◆ **Work to do**
Return word for word the lines below, starting at the line that contains "For every instance of the white rv" and ending at the line that contains "[[240, 18], [348, 30]]", with both of those lines included.

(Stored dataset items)
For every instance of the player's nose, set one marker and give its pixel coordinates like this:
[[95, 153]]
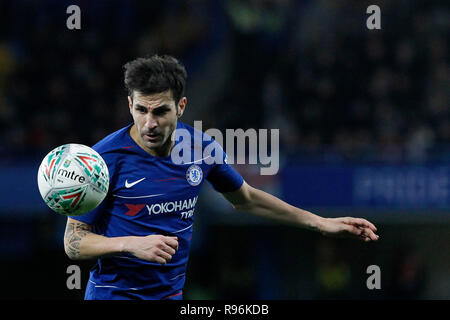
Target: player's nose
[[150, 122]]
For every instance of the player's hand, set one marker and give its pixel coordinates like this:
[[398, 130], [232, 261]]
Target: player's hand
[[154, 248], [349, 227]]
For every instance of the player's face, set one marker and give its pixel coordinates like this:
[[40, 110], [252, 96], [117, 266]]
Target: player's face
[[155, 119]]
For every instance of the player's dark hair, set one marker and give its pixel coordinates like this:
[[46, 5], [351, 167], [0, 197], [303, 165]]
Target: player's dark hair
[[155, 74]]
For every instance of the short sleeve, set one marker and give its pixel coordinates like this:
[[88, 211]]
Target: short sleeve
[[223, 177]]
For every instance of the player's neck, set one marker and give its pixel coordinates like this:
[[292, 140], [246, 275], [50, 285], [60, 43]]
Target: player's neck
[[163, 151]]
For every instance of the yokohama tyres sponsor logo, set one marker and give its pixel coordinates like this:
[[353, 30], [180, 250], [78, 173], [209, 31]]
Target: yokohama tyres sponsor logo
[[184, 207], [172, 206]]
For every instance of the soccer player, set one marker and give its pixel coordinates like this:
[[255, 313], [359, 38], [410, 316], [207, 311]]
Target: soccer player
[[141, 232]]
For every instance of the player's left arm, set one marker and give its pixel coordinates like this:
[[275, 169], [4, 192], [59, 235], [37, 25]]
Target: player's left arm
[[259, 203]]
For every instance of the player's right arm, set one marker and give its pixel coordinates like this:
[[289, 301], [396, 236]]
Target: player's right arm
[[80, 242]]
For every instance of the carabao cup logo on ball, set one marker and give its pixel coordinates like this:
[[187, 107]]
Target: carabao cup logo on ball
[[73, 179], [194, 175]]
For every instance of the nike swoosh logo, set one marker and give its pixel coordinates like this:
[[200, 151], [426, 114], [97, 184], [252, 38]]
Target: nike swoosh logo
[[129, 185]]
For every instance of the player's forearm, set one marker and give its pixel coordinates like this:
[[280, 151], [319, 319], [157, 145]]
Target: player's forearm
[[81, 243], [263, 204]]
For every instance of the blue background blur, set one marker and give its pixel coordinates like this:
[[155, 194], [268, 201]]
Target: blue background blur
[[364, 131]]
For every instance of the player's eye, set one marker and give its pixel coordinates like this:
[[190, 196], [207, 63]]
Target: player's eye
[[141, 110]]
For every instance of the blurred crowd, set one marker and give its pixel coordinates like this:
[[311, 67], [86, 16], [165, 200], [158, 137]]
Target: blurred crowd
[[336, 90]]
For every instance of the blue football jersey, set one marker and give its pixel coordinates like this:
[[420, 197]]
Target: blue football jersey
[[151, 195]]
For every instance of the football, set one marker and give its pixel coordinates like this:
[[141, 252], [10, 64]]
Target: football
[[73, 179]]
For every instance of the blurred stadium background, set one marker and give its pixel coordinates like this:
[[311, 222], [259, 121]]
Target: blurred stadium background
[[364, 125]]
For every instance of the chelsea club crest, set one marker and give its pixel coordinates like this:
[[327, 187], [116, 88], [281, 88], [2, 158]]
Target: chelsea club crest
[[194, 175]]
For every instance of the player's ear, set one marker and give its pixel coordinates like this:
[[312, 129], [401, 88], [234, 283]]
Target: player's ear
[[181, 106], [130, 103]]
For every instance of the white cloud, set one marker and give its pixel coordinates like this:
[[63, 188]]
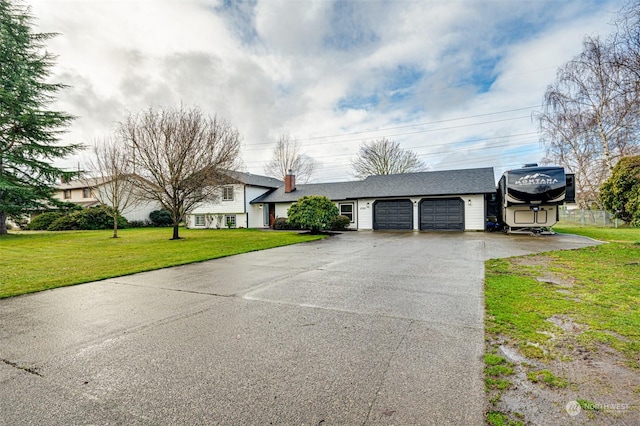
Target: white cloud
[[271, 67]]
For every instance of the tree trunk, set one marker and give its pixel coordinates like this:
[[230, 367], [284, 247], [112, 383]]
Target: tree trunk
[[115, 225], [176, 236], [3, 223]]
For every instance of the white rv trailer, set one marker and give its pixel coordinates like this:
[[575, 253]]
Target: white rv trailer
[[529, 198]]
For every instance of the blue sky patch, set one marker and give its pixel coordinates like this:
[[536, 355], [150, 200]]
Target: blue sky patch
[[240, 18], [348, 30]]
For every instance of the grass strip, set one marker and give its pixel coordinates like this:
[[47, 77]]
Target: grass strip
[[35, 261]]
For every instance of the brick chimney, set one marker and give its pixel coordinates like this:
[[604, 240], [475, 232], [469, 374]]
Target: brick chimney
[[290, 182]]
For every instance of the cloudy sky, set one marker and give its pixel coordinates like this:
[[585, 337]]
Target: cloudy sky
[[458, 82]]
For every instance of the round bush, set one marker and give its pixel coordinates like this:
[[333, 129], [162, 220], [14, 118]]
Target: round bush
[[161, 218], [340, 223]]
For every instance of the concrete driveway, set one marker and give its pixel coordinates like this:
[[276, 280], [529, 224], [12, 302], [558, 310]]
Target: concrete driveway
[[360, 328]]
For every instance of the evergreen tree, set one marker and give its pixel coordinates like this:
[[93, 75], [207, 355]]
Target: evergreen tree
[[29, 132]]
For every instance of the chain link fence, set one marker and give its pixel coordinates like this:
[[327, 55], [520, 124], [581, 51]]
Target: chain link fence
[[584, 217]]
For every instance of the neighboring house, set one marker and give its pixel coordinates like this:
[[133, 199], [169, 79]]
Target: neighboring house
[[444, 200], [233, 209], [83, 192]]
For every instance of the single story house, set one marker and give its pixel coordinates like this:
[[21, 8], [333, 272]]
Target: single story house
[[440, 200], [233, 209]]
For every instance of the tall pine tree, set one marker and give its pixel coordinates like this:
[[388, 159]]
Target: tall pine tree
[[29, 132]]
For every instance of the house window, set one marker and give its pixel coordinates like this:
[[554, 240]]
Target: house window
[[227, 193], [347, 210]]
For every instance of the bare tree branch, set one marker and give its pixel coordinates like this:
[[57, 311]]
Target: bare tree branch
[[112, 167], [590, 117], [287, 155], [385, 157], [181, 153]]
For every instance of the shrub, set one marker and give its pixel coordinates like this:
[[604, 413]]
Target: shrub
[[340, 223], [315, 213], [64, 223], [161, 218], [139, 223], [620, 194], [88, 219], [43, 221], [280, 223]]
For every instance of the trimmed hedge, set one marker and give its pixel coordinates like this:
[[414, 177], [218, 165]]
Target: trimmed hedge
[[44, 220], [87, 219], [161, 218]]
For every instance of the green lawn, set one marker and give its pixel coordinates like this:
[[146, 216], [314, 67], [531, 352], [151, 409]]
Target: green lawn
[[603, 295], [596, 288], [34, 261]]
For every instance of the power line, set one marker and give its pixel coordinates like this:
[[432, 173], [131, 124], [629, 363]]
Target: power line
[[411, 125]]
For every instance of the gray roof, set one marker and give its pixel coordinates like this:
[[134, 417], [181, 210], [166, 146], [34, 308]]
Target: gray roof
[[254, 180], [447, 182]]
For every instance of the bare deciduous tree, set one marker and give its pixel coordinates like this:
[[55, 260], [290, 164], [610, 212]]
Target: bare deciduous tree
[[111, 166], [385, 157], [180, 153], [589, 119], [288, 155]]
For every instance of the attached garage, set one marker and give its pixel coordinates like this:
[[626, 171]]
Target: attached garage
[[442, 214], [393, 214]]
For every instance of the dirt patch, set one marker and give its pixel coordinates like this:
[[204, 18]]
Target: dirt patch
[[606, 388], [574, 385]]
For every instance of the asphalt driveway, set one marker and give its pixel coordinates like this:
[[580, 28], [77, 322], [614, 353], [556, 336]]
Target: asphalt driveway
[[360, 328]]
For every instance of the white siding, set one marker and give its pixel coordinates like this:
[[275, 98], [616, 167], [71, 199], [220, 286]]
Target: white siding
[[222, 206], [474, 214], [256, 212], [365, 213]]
---
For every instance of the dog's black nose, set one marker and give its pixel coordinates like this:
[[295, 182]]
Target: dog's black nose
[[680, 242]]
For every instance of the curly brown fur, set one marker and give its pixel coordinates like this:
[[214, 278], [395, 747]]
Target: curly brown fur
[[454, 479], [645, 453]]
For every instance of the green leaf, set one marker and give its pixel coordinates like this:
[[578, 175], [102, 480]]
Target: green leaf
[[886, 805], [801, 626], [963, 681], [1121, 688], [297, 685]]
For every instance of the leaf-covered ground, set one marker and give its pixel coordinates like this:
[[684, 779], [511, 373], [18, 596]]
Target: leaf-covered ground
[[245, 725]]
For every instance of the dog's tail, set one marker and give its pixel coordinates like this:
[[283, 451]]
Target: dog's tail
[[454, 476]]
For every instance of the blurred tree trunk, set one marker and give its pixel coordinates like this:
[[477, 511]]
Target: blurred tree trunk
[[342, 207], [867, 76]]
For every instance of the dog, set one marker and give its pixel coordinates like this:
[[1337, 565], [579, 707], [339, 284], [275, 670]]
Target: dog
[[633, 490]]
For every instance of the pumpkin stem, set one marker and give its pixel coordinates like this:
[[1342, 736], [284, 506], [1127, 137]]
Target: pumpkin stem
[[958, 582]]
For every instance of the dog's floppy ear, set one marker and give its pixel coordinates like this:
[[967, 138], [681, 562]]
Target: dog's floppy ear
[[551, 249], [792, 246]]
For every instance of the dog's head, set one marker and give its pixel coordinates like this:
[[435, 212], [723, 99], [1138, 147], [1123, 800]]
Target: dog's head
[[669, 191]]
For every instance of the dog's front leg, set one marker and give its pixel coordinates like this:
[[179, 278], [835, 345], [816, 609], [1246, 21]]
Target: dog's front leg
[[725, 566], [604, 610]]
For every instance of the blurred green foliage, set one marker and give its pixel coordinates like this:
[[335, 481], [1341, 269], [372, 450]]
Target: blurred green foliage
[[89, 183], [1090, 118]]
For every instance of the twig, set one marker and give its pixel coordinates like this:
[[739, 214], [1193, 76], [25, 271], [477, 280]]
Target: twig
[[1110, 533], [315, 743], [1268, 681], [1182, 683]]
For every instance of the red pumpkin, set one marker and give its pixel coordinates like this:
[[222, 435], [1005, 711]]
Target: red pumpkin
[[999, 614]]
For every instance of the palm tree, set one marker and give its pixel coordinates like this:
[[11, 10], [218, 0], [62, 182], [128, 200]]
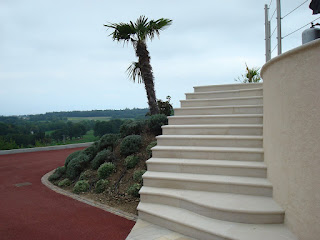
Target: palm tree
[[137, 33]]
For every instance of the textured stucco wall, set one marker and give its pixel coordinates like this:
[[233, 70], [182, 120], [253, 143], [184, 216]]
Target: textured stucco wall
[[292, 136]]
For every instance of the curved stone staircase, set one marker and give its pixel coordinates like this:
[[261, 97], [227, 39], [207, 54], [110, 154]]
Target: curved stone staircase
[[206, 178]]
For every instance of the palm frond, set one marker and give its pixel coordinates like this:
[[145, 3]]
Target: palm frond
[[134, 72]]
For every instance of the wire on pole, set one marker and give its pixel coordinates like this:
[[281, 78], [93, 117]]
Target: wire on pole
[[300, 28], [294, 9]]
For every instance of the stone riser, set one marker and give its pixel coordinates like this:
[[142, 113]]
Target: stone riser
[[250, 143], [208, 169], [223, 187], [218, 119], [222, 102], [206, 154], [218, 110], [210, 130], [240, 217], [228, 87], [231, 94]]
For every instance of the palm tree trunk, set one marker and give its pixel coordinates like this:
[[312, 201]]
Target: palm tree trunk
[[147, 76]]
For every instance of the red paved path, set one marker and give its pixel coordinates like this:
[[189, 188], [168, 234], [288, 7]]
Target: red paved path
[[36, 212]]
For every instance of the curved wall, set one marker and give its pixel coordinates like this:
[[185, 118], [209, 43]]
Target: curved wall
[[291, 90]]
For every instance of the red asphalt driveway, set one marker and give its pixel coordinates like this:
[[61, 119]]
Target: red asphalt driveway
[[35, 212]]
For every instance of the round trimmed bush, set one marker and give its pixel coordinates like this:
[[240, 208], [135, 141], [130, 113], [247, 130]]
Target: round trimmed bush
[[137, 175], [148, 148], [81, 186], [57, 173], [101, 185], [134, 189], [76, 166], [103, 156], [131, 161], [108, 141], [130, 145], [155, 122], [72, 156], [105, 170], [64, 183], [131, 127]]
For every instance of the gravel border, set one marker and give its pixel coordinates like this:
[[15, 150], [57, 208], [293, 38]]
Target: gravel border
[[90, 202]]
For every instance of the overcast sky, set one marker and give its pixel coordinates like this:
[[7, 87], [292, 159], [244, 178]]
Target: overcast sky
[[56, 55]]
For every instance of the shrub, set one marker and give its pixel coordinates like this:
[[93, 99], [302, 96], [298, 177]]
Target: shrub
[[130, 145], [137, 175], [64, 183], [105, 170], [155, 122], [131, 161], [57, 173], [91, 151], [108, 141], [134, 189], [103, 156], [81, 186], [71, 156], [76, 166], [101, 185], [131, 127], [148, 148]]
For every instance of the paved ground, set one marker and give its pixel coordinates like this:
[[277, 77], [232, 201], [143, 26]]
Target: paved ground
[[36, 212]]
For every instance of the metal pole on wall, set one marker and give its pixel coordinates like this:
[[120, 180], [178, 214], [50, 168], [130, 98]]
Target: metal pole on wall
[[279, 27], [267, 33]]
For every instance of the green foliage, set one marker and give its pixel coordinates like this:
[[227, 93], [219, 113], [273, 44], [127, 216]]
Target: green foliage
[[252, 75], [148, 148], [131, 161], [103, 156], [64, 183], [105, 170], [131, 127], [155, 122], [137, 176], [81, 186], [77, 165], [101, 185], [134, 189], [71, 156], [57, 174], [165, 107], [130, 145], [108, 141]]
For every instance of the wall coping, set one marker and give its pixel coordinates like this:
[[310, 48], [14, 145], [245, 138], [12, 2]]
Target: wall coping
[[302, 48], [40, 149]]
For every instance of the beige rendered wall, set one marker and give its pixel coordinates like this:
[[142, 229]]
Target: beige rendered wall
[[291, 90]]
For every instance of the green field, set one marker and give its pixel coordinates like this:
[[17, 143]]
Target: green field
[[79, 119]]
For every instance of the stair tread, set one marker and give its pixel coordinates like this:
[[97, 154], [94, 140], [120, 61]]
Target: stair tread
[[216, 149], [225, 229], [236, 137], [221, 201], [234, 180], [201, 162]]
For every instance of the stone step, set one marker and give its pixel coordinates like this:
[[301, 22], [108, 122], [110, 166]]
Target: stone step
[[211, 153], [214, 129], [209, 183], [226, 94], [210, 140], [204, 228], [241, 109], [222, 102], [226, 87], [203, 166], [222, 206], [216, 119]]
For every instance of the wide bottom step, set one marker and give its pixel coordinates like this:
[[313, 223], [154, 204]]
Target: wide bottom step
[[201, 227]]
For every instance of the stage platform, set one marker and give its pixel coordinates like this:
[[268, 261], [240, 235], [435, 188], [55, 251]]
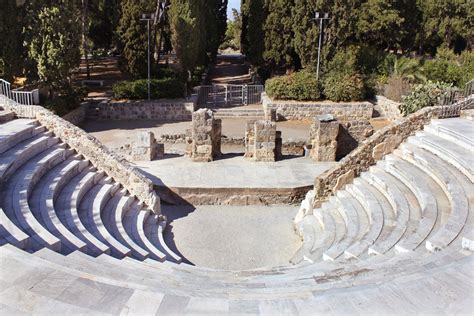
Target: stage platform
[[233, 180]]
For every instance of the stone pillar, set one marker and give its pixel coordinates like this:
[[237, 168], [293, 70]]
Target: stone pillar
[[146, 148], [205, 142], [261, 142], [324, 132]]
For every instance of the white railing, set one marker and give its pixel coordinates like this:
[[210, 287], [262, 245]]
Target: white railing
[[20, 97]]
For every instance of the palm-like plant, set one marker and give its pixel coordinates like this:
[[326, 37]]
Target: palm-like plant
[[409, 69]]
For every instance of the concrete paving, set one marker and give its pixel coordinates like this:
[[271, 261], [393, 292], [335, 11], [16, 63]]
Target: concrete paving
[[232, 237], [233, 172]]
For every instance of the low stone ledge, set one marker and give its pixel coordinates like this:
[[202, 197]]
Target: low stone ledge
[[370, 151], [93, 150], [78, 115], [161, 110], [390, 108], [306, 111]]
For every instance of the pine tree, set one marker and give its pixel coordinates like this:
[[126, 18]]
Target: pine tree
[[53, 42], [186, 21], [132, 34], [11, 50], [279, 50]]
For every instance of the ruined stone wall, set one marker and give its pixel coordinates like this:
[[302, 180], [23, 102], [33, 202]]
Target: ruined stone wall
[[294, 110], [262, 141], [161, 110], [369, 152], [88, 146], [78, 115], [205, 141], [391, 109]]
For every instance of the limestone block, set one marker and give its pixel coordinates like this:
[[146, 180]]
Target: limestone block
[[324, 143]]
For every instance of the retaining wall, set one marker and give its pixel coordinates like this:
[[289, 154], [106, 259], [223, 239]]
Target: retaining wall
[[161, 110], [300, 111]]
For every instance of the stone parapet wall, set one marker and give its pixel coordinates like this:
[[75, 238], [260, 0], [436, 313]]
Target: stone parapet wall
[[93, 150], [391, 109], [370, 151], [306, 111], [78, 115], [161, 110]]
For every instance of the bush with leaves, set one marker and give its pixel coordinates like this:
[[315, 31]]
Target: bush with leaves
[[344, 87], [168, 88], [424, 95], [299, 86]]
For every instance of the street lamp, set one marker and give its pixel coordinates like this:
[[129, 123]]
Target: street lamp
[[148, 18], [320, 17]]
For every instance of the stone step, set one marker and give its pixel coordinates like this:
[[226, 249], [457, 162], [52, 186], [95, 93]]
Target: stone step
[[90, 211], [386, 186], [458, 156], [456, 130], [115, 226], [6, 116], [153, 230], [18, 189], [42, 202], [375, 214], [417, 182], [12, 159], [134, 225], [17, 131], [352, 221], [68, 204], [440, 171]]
---
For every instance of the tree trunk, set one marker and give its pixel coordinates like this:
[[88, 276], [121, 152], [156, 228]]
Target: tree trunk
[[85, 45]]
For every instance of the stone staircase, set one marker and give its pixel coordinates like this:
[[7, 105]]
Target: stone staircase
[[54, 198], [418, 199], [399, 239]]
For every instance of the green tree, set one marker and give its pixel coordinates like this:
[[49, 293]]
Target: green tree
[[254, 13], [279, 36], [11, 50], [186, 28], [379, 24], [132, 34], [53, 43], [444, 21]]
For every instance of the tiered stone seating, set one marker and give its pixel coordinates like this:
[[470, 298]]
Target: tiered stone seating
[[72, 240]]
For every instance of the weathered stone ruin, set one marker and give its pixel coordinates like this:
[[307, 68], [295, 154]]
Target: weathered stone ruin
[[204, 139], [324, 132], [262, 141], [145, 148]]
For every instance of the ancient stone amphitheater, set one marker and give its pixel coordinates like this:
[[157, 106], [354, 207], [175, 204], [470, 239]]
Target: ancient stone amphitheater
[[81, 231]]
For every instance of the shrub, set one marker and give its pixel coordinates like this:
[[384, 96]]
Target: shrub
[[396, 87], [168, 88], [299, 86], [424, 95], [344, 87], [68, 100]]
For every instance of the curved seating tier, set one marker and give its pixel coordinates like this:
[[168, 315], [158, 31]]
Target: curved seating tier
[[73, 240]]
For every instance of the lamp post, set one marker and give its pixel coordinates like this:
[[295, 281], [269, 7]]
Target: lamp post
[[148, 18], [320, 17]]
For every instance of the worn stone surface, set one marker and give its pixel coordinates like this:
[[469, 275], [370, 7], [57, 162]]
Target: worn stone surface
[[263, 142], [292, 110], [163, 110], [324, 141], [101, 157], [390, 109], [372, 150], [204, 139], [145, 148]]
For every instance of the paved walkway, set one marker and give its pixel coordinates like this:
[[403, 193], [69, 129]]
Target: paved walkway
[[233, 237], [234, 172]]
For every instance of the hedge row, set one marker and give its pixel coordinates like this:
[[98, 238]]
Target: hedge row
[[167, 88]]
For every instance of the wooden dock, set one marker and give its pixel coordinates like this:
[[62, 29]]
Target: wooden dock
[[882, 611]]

◆ **Completed task**
For every instance of the white rv trailer, set one marker and give its pixel coordinates like this:
[[575, 253]]
Target: white rv trailer
[[529, 198]]
For every instance of the blue sky patch, set one marker and give its pixel coordinates like this:
[[536, 355], [150, 200]]
Target: blue sky patch
[[240, 18], [348, 30]]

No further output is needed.